Goal: Give back the full listing verbatim, apart from its images.

Records:
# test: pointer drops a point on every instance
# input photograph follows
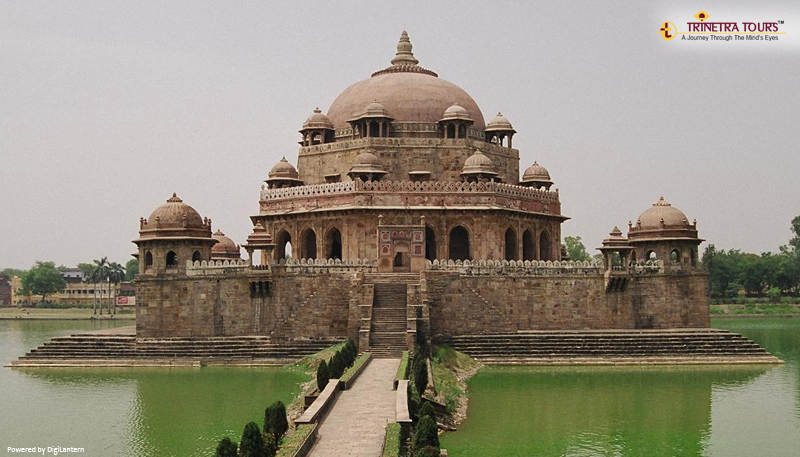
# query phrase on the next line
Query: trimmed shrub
(336, 367)
(426, 433)
(419, 372)
(226, 448)
(427, 451)
(252, 444)
(426, 409)
(275, 421)
(323, 374)
(270, 444)
(413, 402)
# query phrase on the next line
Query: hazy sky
(106, 108)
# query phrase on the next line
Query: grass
(294, 439)
(354, 367)
(446, 363)
(755, 309)
(69, 313)
(392, 442)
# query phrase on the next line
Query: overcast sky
(106, 108)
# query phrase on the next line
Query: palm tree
(116, 274)
(98, 275)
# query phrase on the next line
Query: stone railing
(318, 266)
(214, 267)
(416, 187)
(649, 266)
(529, 267)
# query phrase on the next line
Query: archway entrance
(545, 246)
(333, 244)
(528, 247)
(430, 244)
(511, 244)
(459, 243)
(308, 244)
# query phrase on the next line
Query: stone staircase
(117, 350)
(388, 327)
(679, 346)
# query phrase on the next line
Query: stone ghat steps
(610, 346)
(125, 351)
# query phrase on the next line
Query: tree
(323, 374)
(576, 250)
(336, 366)
(116, 274)
(97, 277)
(226, 448)
(275, 421)
(43, 279)
(252, 444)
(131, 269)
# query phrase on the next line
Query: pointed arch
(283, 245)
(528, 246)
(458, 243)
(545, 246)
(333, 244)
(308, 244)
(511, 244)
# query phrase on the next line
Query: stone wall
(464, 303)
(289, 305)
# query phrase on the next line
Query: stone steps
(619, 346)
(76, 350)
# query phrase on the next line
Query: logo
(723, 31)
(668, 30)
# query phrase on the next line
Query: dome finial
(404, 55)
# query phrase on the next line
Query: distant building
(5, 290)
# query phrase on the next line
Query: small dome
(456, 111)
(283, 170)
(662, 214)
(175, 214)
(367, 163)
(499, 123)
(317, 120)
(536, 172)
(478, 163)
(225, 248)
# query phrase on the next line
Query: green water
(128, 411)
(631, 411)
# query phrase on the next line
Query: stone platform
(120, 348)
(613, 347)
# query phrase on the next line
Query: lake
(640, 411)
(128, 411)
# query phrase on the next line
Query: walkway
(356, 424)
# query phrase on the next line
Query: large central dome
(409, 93)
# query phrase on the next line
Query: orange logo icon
(668, 30)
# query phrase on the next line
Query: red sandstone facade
(404, 177)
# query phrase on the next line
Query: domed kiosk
(408, 148)
(174, 233)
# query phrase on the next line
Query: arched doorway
(528, 246)
(511, 244)
(308, 244)
(430, 244)
(545, 246)
(333, 244)
(283, 245)
(402, 259)
(459, 243)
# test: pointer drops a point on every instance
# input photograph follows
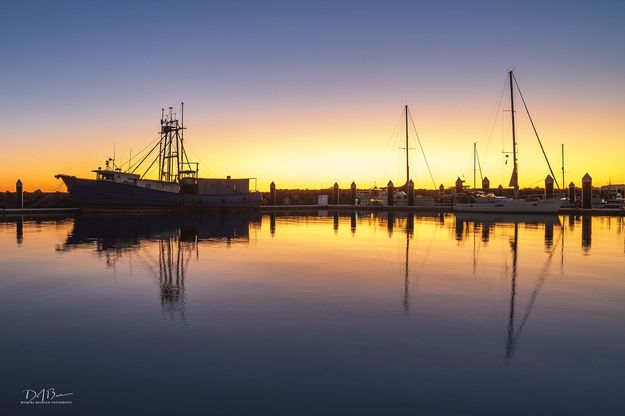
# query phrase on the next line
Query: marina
(312, 208)
(534, 292)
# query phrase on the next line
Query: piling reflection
(165, 245)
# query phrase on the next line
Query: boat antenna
(514, 181)
(474, 162)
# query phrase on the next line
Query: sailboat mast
(407, 167)
(515, 172)
(563, 168)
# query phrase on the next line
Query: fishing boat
(490, 203)
(177, 184)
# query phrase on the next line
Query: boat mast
(515, 174)
(407, 167)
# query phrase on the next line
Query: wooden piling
(549, 187)
(19, 190)
(572, 193)
(459, 185)
(586, 192)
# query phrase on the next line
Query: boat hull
(511, 206)
(102, 194)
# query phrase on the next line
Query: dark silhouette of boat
(178, 184)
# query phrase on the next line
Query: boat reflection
(488, 222)
(177, 240)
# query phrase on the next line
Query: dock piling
(390, 189)
(572, 193)
(548, 187)
(459, 185)
(19, 191)
(272, 193)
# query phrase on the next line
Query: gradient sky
(309, 93)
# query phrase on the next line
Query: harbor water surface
(355, 313)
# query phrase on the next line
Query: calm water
(321, 314)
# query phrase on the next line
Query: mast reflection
(176, 239)
(487, 221)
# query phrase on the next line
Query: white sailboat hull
(511, 206)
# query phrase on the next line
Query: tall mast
(515, 173)
(407, 167)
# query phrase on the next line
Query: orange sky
(314, 147)
(307, 95)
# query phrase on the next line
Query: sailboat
(489, 203)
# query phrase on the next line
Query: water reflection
(293, 303)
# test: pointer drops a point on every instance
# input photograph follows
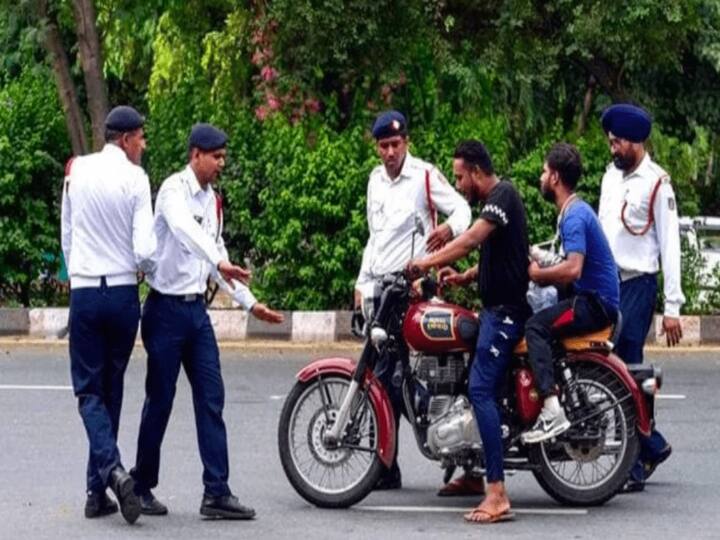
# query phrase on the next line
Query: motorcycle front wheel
(328, 476)
(581, 470)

Solution:
# test: pointer drops a point on every instance
# input photograph follows
# query phrase on the next line
Query: trimmed shrub
(336, 367)
(426, 433)
(419, 372)
(226, 448)
(427, 451)
(252, 444)
(426, 409)
(275, 421)
(323, 374)
(270, 444)
(413, 402)
# query phrase on the next line
Query: hazy sky
(106, 108)
# query phrase on the next line
Query: grass
(294, 439)
(354, 367)
(446, 363)
(755, 309)
(69, 313)
(392, 442)
# query phrase on the next line
Query: overcast sky
(106, 108)
# query phrase on the next line
Query: palm tree
(116, 274)
(98, 275)
# query phrase on the next line
Query: stone railing
(318, 266)
(214, 267)
(416, 187)
(649, 266)
(529, 267)
# query phrase on the next line
Query: archway entrance
(545, 246)
(333, 244)
(528, 247)
(430, 244)
(511, 244)
(459, 243)
(308, 244)
# query phrase on the next line
Query: stone staircase
(117, 350)
(388, 327)
(679, 346)
# query phrase on the next line
Query: stone ghat steps
(610, 346)
(125, 351)
# query phrase on the next line
Query: tree
(323, 374)
(576, 250)
(336, 366)
(116, 274)
(97, 277)
(226, 448)
(275, 421)
(43, 279)
(252, 444)
(131, 269)
# query phrase on the next line
Query: pointed arch
(283, 245)
(528, 246)
(458, 243)
(545, 246)
(333, 244)
(308, 244)
(511, 244)
# query phrase on the next line
Query: stone wall
(464, 303)
(289, 305)
# query phrase on the next line
Query: stone steps
(619, 346)
(76, 350)
# query phrase on the next line
Query: logo
(723, 31)
(668, 30)
# query phrase on the next line
Query: dome finial
(404, 55)
# query phrase on the next line
Query: distant building
(5, 290)
# query phrase on the next line
Query: small dome
(456, 111)
(283, 170)
(662, 214)
(175, 214)
(367, 163)
(499, 123)
(317, 120)
(536, 172)
(478, 163)
(225, 248)
# query phrase on the next line
Query: green water
(128, 411)
(631, 411)
# query phrase on the next line
Query: stone platform
(120, 348)
(613, 347)
# query phrase on the next line
Query: lake
(640, 411)
(128, 411)
# query phrase on the next line
Query: walkway
(356, 424)
# query phrase on the next line
Query: large central dome
(409, 93)
# query phrase on the next line
Query: orange logo icon
(668, 30)
# query phrase on the next line
Query: red sandstone facade
(404, 177)
# query phrase on the next line
Query: domed kiosk
(408, 148)
(174, 233)
# query phrase on the next line
Query: arched doorway
(528, 246)
(511, 244)
(308, 244)
(430, 244)
(545, 246)
(333, 244)
(283, 245)
(402, 259)
(459, 243)
# test: pointer drops a point on every instance
# input photograph follows
# query phrase on the next line
Query: marina
(312, 208)
(534, 292)
# query phrase on the next line
Query: piling reflection
(165, 245)
# query phrase on the next line
Query: boat antenna
(514, 181)
(474, 162)
# query phrase on the next line
Query: sailboat mast
(407, 167)
(515, 172)
(563, 168)
# query phrase on the next line
Query: fishing boat
(490, 203)
(177, 184)
# query phrase on the next line
Query: boat mast
(515, 174)
(407, 167)
# query phrase on the next line
Query: wooden piling
(549, 187)
(19, 190)
(572, 193)
(459, 185)
(586, 192)
# query phrase on the next line
Query: boat hull
(511, 206)
(102, 194)
# query phrase on the next line
Query: dark silhouette of boat
(178, 184)
# query phrase on the next line
Query: boat reflection
(488, 222)
(177, 240)
# query phrase on the next line
Query: dock piling
(390, 189)
(572, 193)
(548, 187)
(459, 185)
(19, 191)
(272, 193)
# query phrase on the next line
Query: gradient sky
(309, 93)
# query phrase on the next line
Query: harbor water surface
(355, 313)
# query phrase on the next line
Query: calm water
(321, 314)
# query phrase on the next line
Query: mast reflection
(176, 239)
(487, 221)
# query phrase on the next line
Query: white sailboat hull
(511, 206)
# query phrase on the next line
Query: tall mast
(515, 173)
(407, 167)
# query phrase on the next line
Query: orange sky
(314, 147)
(307, 95)
# query phrase on the next line
Query: sailboat
(489, 203)
# query phrase on the next line
Query: water reflection
(293, 303)
# test: pointer drops a point on every instance
# input photograph follows
# query phrase on the next line
Query: motorcycle front wheel
(328, 476)
(581, 470)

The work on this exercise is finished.